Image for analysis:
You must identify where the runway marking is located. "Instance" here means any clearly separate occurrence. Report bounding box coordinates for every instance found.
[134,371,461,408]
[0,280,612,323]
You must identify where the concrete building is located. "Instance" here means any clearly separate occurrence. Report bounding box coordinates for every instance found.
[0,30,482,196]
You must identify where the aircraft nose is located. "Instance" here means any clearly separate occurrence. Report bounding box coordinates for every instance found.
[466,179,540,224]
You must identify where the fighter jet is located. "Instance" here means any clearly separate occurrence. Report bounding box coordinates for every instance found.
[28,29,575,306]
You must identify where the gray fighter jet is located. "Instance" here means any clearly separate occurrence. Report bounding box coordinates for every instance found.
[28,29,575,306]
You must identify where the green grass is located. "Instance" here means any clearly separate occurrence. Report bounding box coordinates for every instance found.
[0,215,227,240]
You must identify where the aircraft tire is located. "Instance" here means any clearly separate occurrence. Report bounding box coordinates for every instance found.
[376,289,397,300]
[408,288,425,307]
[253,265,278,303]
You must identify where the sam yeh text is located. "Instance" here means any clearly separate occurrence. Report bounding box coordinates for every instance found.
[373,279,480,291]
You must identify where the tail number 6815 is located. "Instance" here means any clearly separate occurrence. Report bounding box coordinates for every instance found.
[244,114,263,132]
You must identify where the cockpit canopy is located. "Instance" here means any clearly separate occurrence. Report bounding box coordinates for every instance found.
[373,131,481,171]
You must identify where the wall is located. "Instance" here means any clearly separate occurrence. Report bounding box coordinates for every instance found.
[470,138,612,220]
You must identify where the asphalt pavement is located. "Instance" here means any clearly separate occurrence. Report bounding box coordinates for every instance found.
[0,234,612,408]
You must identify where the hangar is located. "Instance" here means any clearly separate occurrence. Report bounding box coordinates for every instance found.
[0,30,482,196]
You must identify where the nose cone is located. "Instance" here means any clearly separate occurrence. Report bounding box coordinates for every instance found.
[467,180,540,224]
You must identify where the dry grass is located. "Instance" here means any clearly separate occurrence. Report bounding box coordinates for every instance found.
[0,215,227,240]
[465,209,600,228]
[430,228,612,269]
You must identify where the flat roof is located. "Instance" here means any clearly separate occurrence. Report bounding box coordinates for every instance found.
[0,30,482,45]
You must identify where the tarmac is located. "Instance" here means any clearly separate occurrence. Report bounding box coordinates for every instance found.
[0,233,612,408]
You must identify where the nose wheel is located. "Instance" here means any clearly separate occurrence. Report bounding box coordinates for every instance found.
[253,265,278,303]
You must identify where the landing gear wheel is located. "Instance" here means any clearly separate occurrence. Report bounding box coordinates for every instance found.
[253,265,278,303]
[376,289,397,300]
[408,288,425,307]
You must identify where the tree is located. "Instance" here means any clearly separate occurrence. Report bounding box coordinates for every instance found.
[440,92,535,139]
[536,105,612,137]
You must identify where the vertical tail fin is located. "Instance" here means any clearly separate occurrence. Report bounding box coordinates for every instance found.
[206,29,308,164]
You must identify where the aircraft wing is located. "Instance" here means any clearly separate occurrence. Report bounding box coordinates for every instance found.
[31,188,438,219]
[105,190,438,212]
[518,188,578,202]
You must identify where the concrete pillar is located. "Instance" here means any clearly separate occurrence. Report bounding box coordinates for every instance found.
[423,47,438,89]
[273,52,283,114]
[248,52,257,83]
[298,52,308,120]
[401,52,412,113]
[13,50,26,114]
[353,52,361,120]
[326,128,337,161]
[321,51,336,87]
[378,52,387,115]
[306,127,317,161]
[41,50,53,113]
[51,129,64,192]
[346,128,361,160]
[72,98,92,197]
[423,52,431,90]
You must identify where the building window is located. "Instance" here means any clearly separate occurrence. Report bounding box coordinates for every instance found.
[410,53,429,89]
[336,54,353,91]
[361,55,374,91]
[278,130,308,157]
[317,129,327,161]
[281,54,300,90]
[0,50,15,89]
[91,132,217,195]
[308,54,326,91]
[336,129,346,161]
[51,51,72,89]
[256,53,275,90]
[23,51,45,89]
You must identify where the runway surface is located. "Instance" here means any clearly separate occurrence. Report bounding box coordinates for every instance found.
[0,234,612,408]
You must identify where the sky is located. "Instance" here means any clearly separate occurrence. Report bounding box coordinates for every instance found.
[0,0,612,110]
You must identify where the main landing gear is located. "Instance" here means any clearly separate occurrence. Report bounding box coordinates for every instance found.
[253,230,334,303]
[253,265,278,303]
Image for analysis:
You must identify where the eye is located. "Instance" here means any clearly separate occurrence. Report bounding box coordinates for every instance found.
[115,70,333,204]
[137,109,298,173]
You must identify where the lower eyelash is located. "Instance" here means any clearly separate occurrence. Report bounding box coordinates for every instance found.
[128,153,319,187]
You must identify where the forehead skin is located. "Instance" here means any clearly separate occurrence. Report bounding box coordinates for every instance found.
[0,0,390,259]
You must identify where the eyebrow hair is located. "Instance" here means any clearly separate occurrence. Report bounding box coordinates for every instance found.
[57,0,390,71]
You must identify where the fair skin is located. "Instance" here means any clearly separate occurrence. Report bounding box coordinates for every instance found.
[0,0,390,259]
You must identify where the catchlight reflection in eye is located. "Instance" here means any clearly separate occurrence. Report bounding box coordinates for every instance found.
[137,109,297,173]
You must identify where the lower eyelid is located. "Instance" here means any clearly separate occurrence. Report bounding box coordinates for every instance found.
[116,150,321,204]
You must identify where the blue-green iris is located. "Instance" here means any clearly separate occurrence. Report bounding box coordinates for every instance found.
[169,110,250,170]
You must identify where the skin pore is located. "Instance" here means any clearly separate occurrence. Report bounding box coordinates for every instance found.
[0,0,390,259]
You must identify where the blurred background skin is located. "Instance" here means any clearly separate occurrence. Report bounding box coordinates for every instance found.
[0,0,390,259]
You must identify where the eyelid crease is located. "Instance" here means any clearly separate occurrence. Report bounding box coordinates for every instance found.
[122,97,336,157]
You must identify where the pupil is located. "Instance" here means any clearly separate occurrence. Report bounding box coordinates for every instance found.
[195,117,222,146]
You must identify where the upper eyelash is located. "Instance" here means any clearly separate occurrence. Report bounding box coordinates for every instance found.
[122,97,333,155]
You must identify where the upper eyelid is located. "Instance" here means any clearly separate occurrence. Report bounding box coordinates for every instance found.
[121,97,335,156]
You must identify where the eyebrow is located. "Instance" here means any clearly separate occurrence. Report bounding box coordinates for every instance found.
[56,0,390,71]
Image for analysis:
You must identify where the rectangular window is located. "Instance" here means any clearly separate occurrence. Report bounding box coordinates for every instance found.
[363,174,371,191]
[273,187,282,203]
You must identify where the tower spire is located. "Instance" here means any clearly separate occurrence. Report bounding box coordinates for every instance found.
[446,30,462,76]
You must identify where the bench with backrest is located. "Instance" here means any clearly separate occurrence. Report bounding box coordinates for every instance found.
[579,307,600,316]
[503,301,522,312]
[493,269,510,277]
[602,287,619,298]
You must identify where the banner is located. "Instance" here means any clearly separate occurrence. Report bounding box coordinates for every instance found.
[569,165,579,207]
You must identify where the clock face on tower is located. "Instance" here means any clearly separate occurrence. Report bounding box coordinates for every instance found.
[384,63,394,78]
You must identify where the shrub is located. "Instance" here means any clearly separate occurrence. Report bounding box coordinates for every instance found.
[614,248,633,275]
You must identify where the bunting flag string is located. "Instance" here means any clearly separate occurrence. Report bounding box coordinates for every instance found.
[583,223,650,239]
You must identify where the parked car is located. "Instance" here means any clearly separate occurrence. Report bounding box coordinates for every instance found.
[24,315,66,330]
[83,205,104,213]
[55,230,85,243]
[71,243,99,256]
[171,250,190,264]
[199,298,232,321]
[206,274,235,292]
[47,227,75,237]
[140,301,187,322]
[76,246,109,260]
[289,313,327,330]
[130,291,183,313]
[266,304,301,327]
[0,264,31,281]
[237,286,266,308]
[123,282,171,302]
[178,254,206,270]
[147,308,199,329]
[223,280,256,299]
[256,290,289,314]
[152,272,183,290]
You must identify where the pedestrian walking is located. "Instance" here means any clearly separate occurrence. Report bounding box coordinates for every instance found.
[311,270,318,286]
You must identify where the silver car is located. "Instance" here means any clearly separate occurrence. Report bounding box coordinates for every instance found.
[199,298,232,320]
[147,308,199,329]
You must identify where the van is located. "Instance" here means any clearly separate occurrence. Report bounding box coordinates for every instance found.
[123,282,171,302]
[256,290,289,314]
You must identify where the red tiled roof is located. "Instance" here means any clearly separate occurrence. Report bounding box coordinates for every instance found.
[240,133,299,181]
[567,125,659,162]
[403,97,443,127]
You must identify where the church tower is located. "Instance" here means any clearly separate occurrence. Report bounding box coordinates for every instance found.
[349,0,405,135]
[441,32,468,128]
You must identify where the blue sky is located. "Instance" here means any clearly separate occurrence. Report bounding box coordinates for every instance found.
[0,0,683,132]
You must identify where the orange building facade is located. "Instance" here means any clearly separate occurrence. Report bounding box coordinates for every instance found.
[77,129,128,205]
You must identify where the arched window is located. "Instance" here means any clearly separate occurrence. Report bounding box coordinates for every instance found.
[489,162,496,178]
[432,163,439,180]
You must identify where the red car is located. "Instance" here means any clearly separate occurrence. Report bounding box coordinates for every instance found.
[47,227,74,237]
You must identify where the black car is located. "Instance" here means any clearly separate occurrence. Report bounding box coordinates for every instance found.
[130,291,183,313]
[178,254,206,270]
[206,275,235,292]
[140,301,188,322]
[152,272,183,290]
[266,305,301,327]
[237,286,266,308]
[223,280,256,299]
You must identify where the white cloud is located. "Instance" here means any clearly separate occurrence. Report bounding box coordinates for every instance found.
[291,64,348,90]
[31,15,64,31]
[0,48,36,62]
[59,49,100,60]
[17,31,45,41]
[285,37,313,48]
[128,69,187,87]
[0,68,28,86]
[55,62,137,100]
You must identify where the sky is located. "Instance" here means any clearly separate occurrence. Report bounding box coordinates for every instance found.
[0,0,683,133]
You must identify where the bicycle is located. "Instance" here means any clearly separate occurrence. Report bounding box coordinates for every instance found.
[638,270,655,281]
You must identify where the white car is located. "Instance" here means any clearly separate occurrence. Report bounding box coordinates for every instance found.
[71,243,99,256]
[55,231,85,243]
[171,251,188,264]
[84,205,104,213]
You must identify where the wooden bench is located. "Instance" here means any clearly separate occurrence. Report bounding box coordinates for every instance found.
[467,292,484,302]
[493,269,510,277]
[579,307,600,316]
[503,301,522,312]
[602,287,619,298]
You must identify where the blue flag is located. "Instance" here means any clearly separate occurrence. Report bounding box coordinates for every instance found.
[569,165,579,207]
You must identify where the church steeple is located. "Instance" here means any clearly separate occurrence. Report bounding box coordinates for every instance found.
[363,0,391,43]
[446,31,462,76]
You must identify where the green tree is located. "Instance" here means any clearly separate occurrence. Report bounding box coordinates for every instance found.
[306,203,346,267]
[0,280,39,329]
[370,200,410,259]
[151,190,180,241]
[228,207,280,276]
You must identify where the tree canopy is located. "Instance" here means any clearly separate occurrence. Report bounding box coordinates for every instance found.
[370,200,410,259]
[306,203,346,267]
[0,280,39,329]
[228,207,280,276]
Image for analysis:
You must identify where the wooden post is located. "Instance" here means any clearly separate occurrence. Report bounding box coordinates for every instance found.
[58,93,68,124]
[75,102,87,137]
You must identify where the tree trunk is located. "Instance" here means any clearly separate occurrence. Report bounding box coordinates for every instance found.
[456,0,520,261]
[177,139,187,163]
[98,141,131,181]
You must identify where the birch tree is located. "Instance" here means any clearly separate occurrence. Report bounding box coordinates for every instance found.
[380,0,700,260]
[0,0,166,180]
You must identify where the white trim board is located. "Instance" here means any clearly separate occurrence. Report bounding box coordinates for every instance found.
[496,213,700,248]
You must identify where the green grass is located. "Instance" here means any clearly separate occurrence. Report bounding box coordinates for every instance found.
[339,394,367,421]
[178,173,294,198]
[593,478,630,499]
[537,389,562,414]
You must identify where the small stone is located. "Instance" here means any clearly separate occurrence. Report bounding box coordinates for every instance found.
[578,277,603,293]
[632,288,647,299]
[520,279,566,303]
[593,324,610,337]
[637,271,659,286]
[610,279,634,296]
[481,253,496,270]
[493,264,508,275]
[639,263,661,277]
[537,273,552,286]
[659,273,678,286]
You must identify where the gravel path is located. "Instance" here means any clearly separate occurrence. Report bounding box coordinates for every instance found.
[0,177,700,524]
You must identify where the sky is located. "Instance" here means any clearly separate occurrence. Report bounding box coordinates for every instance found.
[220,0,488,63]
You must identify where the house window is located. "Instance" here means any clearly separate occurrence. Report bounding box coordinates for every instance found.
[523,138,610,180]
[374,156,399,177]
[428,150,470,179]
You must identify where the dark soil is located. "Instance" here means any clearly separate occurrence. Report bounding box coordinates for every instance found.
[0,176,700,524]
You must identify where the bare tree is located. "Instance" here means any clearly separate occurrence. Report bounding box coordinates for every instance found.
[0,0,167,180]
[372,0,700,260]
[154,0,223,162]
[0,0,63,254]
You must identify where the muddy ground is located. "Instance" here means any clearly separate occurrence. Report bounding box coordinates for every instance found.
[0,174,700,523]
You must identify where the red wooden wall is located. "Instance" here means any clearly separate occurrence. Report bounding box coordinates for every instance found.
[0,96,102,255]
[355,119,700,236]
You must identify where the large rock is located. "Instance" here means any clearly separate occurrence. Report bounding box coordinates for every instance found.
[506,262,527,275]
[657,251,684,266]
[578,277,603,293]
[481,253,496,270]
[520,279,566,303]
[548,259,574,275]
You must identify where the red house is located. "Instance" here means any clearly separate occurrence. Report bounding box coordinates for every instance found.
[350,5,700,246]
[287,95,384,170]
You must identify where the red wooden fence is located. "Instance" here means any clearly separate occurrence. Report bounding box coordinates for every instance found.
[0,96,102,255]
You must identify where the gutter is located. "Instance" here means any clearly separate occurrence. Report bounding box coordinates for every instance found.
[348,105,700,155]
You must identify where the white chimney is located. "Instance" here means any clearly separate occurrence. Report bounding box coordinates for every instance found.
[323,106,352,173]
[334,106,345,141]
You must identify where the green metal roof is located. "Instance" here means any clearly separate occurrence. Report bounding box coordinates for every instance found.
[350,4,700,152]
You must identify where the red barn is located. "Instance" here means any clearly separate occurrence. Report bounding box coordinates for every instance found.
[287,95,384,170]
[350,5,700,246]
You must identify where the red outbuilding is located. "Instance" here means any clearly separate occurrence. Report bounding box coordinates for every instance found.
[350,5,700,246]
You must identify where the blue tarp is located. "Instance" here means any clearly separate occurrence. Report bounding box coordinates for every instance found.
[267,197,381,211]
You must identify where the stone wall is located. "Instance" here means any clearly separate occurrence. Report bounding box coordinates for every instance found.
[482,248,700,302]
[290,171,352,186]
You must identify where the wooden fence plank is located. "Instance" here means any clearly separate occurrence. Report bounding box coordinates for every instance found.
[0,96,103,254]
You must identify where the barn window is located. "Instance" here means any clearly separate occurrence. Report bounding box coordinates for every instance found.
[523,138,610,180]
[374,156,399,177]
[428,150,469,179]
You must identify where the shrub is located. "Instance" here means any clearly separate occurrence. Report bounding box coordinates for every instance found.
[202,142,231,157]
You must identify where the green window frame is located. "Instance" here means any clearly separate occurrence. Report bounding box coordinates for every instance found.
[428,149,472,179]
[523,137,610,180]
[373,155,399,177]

= = =

Given instruction:
Copy out the entries verbatim, from the line containing "You must identify where the tail" through the line containing "[244,114,263,132]", inclusive.

Result below:
You must identify where the tail number 6815 is located. "Instance" here means any clearly separate occurrence. Report bounding box coordinates for every instance found.
[244,114,263,132]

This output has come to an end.